* **Study questions**
**a.** In the passage on BED, SGA and Wiggle formats, which position is recorded for each line when the strand field is missing?
**b.** Pick up the passage on BED, SGA and Wiggle formats after its last line and continue writing it.

* **Selected extract**

┌────────

In addition, we define the strand on the 6th field of the BED line ('0' is converted into '+' on output).
On input, we check whether the strand field is defined or not. If so, we record the 5'end position of each line for generating the correspondign SGA file. If the strand field is missing, we assume that the BED file stores peak positions and we record the center position of each line.
To convert BED format to SGA format, users should pay attention to the fact that the start coordinate of a feature in BED is a 0-based integer number, namely the first base in a chromosome is numbered zero, whereas the start and end of a feature in SGA is in 1-based integer coordinates. Therefore when converting BED to SGA the start coordinate should be incremented by 1.
Here is an example of an annotation track in BED format that is generated by the partitioning tool (ChIP-Part) on the Web:
browser position chr1:556608-1556608 browser full refGene track name=robertson07_22846 description="H_sapiens/STAT1-stim Partitioning" visibility=1 color=200,100,0 chr1 556607 556831 + chr1 559764 559815 + chr1 863348 863972 + ....
When more appropriate, we provide Wiggle Track format (WIG). The WIG format is for display of dense, continuous data such as ChIP-Seq peaks.
Wiggle format is line-oriented. For wiggle custom tracks, the first line must be a track definition line, which designates the track as a wiggle track and adds a number of options for controlling the default display.
Wiggle format is composed of declaration lines and data lines. There are two options for formatting wiggle data: variableStep and fixedStep. These formats were developed to allow the file to be written as compactly as possible.
For ChIP-peak we use variableStep that is for data with irregular intervals between new data points and is the more commonly used wiggle format. It begins with a declaration line and is followed by two columns containing chromosome positions and data values:
variableStep chrom=chrN [span=windowSize] chromStartA dataValueA chromStartB dataValueB ... etc ... ... etc ...

└────────

* **Data section**
┌────────

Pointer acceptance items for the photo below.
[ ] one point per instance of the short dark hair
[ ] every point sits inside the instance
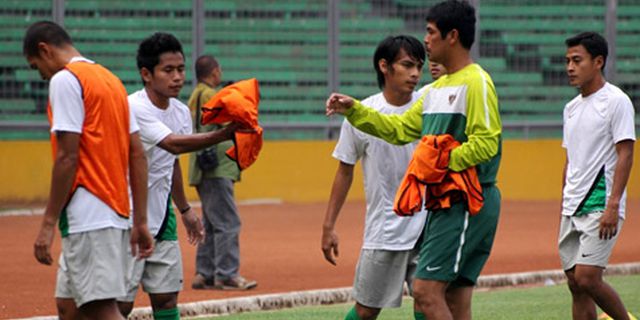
(593, 42)
(455, 14)
(44, 31)
(152, 47)
(205, 65)
(390, 47)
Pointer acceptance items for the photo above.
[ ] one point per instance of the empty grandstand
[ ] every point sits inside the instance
(286, 45)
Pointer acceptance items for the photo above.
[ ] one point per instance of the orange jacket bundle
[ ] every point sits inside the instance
(238, 102)
(428, 179)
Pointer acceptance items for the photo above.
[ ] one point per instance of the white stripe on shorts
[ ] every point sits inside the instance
(456, 267)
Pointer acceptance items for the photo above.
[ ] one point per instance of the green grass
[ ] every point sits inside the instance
(551, 302)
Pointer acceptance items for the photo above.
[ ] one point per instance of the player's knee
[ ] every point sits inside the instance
(425, 296)
(587, 282)
(67, 309)
(125, 308)
(367, 313)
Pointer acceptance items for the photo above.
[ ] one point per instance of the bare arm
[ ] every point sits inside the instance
(63, 174)
(609, 220)
(141, 240)
(195, 229)
(340, 189)
(178, 144)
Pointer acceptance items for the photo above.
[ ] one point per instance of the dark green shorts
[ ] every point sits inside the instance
(455, 245)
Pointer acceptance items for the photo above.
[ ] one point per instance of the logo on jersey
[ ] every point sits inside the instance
(452, 98)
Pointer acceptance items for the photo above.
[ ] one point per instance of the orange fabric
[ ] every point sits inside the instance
(103, 155)
(429, 180)
(238, 103)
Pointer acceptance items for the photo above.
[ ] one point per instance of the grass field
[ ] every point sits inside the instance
(549, 302)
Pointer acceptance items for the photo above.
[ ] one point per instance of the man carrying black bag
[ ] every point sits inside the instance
(213, 174)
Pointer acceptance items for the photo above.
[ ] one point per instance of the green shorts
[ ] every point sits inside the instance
(456, 245)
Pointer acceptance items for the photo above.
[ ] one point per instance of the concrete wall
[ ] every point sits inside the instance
(303, 171)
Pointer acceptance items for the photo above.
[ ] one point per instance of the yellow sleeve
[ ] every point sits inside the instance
(393, 128)
(483, 128)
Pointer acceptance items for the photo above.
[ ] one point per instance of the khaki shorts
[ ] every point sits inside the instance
(160, 273)
(92, 265)
(381, 275)
(579, 241)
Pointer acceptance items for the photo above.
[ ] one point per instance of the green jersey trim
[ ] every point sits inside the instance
(168, 229)
(63, 223)
(596, 197)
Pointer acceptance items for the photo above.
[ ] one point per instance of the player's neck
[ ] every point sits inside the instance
(591, 87)
(458, 60)
(396, 98)
(158, 100)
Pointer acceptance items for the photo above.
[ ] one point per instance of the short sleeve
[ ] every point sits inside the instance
(67, 106)
(564, 128)
(152, 130)
(133, 124)
(350, 146)
(622, 120)
(187, 121)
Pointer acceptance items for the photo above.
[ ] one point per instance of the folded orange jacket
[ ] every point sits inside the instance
(428, 180)
(238, 102)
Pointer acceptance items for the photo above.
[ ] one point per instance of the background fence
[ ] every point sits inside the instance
(302, 50)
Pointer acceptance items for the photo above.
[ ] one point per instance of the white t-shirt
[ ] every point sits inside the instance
(592, 127)
(384, 165)
(155, 125)
(85, 212)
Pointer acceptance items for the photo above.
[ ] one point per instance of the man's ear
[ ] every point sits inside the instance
(453, 36)
(599, 62)
(45, 51)
(146, 75)
(383, 65)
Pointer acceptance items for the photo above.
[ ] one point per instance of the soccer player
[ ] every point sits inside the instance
(96, 150)
(464, 104)
(165, 130)
(598, 136)
(388, 255)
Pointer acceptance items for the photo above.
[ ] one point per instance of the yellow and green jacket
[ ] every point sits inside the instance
(463, 104)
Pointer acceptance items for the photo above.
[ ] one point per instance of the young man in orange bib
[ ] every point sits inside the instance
(97, 151)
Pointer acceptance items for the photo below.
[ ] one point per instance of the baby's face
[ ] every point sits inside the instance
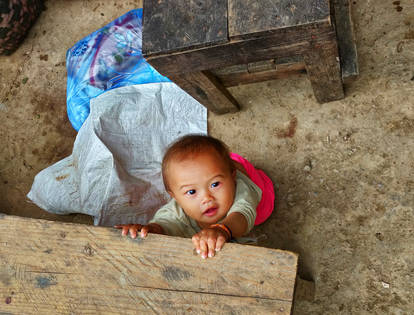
(203, 186)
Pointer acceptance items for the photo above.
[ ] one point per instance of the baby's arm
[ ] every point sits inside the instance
(212, 239)
(144, 229)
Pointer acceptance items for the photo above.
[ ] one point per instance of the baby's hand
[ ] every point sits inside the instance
(144, 229)
(210, 240)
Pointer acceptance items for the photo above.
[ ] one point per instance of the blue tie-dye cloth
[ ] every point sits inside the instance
(108, 58)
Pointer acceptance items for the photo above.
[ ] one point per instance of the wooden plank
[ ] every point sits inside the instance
(346, 40)
(60, 268)
(205, 88)
(282, 71)
(322, 66)
(286, 43)
(248, 18)
(180, 24)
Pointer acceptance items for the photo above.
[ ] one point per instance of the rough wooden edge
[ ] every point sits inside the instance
(346, 39)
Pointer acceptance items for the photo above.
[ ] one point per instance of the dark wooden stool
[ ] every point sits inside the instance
(205, 46)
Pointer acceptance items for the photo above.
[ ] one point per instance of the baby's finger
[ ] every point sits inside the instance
(211, 242)
(125, 230)
(220, 242)
(203, 249)
(196, 243)
(133, 231)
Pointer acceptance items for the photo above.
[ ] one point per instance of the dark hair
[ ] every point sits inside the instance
(190, 145)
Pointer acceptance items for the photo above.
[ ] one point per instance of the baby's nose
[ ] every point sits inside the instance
(207, 197)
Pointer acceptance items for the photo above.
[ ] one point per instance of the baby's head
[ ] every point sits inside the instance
(199, 174)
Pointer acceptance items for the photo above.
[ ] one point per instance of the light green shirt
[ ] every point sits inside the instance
(175, 222)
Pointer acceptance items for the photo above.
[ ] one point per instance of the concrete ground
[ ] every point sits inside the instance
(344, 180)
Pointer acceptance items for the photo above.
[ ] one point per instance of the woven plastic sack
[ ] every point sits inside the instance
(16, 18)
(109, 58)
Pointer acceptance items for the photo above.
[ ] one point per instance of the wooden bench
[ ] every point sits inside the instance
(60, 268)
(207, 46)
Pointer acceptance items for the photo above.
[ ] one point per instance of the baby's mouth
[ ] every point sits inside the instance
(210, 211)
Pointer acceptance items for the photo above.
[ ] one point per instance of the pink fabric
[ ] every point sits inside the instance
(266, 204)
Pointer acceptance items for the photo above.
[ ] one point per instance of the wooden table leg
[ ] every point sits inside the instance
(208, 90)
(324, 72)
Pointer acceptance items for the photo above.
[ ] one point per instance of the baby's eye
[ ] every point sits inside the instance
(216, 184)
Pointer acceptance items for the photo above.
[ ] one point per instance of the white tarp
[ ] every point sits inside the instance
(114, 172)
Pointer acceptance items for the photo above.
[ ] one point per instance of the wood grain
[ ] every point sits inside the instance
(323, 68)
(60, 268)
(248, 18)
(179, 24)
(346, 39)
(208, 90)
(286, 43)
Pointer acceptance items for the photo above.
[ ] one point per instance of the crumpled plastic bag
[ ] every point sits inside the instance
(108, 58)
(114, 171)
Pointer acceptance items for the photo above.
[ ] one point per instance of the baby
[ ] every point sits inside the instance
(217, 195)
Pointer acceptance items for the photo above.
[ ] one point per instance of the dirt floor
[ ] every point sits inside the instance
(344, 179)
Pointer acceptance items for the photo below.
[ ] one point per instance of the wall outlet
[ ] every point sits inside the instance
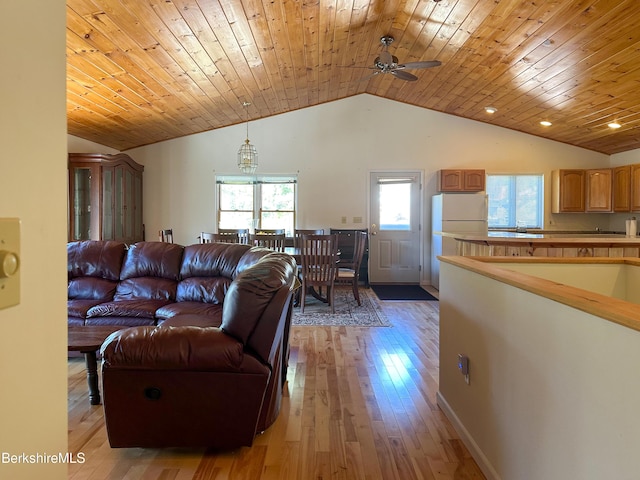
(463, 366)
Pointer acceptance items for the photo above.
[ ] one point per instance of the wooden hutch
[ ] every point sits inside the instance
(105, 198)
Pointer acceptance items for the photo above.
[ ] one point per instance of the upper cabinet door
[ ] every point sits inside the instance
(567, 191)
(598, 186)
(461, 180)
(635, 188)
(622, 189)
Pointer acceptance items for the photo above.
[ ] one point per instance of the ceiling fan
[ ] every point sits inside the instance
(387, 63)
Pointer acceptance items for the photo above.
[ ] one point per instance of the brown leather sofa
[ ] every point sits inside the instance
(201, 358)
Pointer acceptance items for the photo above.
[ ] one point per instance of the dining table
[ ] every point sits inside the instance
(297, 256)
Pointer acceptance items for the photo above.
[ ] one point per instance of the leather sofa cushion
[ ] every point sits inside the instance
(152, 259)
(95, 259)
(91, 288)
(211, 260)
(195, 348)
(127, 308)
(250, 293)
(120, 321)
(209, 310)
(193, 320)
(153, 288)
(80, 307)
(203, 289)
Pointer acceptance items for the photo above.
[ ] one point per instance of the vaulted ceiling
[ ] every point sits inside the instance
(144, 71)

└────────

* **List of answers**
**a.** The center position of each line.

**b.**
For example, this variableStep specification is used by ChIP-peak on the Web:
browser position chr1:0-1000000 browser full refGene track type=wiggle_0 name="robertson07_stim" description="STAT1-stim" visibility=full autoScale=off variableStep chrom=chr1 span=150 1060827 102 2311846 120 6217246 167
The FPS format is used by the SSA programs. These programs typically do not use sequences as input, but lists of computer-readable pointers to sequence positions in a database. Such a list of pointers is called a Functional Position Set, or FPS. Each pointer contains a sequence id, a position, and two flags, one indicating the strand (+ or -), the other one the topology (1=linear, 0=circular). The Eukaryotic Promoter Database (EPD) is an example of a functional position set.
Here is an example of FPS lines for EPD:
FP Pv snRNA U1 :+S EM:J03563.1 1+ 352; 17001.098 FP Ath snRNA U2.5 :+S EM:AL353994.1 1- 73709; 24016.116 FP Ath snRNA U5 :+S EM:X13012.1 1+ 678; 23040. FP Ta histone H3 :+S EM:X00937.1 1+ 186; 07001. FP Ta histone H4 :+S EM:X00043.1 1+ 669; 07002. FP Ath EF-1a' A1 :+S EM:U63815.1 1+ 39357; 35037.
FPS is an old fashion fixed-length field-width format (see the EPD User Manual).
The four crucial elements are the sequence id (column 4), the topology (column5), the orientation (column6), and the position (column 7). SSA recognizes only 'NC_' or 'NT_' numbers and some EMBL/Genbank identifiers. The sequence identifier (column 4) is composed of two parts: a source ID (EM for Genbank/EMBL, EU for RefSeq genome sequence identifiers), and the accession number.
The BAM (Binary Alignment/Map) format is derived from the SAM format which is a generic alignment format for storing read alignments against reference sequences.
BAM to SGA conversion is carried out using the BEDTools utilities which provide a useful set of tools for comparing genomic features based on four widely-used formats: BED, GFF/GTF, VCF, and SAM/BAM. Among the supported utilities, we find the bamToBed program for converting BAM alignments to BED format.
Even though BAM is a rather compact format, for most applications, the SGA format represents the best trade-off between costs in computer resources (i.e. disk space and data processing time) and data quality.
The user interface has three main input modules for selecting data (see Fig. 1):
Available Data Sets from the MGA Data Repository include published next generation sequencing (ChIP-seq, DNAse-seq, MNAse-seq, etc.) data sets that have become available starting from the year 2007, as well as other genome annotation (such as gene start sites, SNPs, etc.) and sequence-derived data (such as Phylop Conservation Score). You will find a few examples below:
By selecting the genome assembly, three additional pull-down menus will allow the selection of the ChIP-Seq experiment, the type of feature, and the chromosomal region to be studied (by default the analysis span across the whole DNA).
Server-resident SGA files by Filename are server-resident files which are only relevant for users at SIB or EPFL. Users have the option of specifying the feature name or type (which is the SGA second field) and the ChIP-Seq experiment. These input fields can be left blank, in which case all input tag reads are processed.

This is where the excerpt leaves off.